TAREA PLANTEADA
Reproduce sin ningún cambio las líneas de los datos desde la que contiene "For every instance of the gas" hasta el final de los datos, ambos extremos incluidos.

○ ○ ○ ○ ○ ○ ○

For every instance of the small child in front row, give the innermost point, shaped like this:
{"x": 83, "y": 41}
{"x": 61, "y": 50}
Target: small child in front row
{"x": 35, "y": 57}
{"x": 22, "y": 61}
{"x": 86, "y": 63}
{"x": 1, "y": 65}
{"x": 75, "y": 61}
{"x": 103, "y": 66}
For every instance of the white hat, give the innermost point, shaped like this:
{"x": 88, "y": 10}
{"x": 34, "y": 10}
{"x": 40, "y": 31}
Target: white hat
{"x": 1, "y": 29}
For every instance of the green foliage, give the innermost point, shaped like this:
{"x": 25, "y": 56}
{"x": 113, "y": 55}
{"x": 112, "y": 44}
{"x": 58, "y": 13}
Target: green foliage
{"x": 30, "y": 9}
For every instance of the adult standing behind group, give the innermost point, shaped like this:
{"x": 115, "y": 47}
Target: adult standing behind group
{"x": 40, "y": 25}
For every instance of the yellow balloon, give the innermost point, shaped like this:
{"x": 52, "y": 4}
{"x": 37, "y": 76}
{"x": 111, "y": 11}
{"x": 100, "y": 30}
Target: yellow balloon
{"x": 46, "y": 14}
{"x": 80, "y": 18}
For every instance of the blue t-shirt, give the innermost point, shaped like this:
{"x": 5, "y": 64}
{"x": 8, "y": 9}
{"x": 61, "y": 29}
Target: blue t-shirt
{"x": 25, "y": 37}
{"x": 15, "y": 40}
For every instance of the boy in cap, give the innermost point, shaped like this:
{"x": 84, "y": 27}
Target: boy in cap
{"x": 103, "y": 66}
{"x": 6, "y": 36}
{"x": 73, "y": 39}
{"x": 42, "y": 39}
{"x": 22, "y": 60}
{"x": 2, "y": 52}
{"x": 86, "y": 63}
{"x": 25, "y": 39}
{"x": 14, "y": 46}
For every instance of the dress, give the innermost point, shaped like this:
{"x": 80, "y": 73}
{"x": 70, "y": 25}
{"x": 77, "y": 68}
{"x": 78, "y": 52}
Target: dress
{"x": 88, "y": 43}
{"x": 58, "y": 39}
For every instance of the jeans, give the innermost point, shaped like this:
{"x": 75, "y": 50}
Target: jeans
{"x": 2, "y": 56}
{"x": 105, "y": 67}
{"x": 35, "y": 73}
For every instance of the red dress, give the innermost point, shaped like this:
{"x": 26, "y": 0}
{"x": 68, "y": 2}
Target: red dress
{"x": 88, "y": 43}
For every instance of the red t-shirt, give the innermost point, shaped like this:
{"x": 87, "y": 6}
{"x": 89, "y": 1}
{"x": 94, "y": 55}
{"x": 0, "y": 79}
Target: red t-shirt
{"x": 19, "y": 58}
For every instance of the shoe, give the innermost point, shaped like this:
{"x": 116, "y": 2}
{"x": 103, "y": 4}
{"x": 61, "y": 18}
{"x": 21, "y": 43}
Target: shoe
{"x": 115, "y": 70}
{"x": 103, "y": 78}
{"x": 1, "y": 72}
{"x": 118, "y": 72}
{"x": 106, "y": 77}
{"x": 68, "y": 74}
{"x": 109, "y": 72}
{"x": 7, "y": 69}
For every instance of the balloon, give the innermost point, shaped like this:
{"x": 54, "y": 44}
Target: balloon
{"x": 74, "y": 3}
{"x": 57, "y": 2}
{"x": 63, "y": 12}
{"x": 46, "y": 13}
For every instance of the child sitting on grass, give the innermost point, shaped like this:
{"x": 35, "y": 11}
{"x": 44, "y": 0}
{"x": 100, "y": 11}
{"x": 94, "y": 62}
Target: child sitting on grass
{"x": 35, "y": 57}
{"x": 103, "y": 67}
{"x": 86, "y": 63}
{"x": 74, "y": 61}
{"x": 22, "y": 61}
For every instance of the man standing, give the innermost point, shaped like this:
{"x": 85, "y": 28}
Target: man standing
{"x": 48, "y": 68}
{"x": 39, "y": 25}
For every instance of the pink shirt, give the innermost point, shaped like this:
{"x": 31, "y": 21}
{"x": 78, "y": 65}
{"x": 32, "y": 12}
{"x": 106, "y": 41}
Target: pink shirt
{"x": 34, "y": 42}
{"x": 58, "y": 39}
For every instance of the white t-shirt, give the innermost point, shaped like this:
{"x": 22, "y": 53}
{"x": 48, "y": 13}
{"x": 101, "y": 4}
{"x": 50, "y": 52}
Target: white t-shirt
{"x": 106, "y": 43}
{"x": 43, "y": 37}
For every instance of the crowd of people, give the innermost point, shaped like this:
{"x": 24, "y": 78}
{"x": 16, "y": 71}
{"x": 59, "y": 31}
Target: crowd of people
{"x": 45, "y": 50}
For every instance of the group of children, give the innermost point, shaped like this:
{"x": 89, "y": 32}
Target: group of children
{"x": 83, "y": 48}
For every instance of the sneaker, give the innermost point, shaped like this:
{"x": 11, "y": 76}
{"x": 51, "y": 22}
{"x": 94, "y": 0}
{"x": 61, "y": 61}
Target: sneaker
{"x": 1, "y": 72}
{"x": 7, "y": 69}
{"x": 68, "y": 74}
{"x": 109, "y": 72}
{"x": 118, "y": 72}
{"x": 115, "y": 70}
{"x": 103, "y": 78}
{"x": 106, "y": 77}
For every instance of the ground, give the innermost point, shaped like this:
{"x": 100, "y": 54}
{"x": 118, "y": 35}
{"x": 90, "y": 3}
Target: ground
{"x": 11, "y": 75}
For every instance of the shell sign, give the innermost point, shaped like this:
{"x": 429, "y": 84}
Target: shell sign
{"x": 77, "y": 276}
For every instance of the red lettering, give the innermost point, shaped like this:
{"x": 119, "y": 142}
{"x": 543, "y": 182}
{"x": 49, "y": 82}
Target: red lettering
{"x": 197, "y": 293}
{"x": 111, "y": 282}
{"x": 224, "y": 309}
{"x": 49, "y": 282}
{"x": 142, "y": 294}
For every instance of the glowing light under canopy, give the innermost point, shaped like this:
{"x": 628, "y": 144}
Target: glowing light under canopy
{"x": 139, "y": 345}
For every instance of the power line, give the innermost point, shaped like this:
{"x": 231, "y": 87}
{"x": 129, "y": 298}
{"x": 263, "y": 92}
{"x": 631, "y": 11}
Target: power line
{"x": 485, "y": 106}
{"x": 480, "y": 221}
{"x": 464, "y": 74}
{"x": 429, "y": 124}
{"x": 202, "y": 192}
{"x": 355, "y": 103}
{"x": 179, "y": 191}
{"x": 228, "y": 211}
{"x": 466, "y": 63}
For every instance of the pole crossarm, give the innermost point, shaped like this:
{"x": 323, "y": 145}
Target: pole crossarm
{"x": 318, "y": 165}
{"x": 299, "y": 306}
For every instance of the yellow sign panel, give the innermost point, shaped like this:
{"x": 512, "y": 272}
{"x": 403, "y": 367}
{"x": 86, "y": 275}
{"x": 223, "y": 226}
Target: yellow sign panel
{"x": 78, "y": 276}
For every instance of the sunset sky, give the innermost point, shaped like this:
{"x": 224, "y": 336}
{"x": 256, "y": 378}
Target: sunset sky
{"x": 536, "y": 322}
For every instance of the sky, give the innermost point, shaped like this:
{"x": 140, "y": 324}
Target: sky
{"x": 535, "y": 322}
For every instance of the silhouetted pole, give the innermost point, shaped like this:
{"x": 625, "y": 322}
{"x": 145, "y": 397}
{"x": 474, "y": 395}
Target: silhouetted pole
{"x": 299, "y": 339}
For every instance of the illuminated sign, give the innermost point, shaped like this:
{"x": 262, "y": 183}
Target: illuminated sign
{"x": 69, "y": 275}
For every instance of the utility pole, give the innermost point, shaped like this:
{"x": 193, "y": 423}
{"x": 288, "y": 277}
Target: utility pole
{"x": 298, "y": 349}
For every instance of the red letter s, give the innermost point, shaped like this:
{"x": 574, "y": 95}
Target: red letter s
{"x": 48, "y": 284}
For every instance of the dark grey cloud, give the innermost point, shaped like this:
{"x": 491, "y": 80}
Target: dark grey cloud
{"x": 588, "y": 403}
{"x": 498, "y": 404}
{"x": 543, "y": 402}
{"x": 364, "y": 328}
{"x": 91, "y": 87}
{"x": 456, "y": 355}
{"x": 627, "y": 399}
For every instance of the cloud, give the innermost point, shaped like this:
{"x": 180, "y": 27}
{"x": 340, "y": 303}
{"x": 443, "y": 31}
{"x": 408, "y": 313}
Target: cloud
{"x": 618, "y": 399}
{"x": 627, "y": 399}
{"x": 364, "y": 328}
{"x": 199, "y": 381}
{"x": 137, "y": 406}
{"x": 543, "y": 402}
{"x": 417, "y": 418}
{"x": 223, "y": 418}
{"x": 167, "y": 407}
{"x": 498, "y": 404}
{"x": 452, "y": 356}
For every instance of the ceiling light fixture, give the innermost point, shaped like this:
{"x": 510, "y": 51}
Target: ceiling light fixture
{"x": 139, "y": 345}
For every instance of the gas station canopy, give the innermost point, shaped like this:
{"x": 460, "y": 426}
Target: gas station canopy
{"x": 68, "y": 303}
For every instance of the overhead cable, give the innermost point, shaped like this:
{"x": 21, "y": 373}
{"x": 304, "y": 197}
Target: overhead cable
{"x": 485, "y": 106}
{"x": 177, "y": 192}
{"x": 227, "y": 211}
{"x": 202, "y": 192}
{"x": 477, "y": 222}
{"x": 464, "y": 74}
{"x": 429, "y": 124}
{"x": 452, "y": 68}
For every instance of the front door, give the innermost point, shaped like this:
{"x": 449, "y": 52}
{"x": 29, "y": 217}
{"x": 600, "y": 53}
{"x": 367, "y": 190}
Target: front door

○ ○ ○ ○ ○ ○ ○

RESPUESTA
For every instance of the gas station canopy, give the innermost point, shaped like this:
{"x": 460, "y": 426}
Target: gas station canopy
{"x": 68, "y": 303}
For every instance of the overhead cable, give the innermost point, shaped like this:
{"x": 21, "y": 373}
{"x": 304, "y": 197}
Target: overhead cable
{"x": 485, "y": 106}
{"x": 177, "y": 192}
{"x": 227, "y": 211}
{"x": 202, "y": 192}
{"x": 477, "y": 222}
{"x": 464, "y": 74}
{"x": 429, "y": 124}
{"x": 452, "y": 68}
For every instance of the front door, give the innermost point, shaped like this:
{"x": 449, "y": 52}
{"x": 29, "y": 217}
{"x": 600, "y": 53}
{"x": 367, "y": 190}
Target: front door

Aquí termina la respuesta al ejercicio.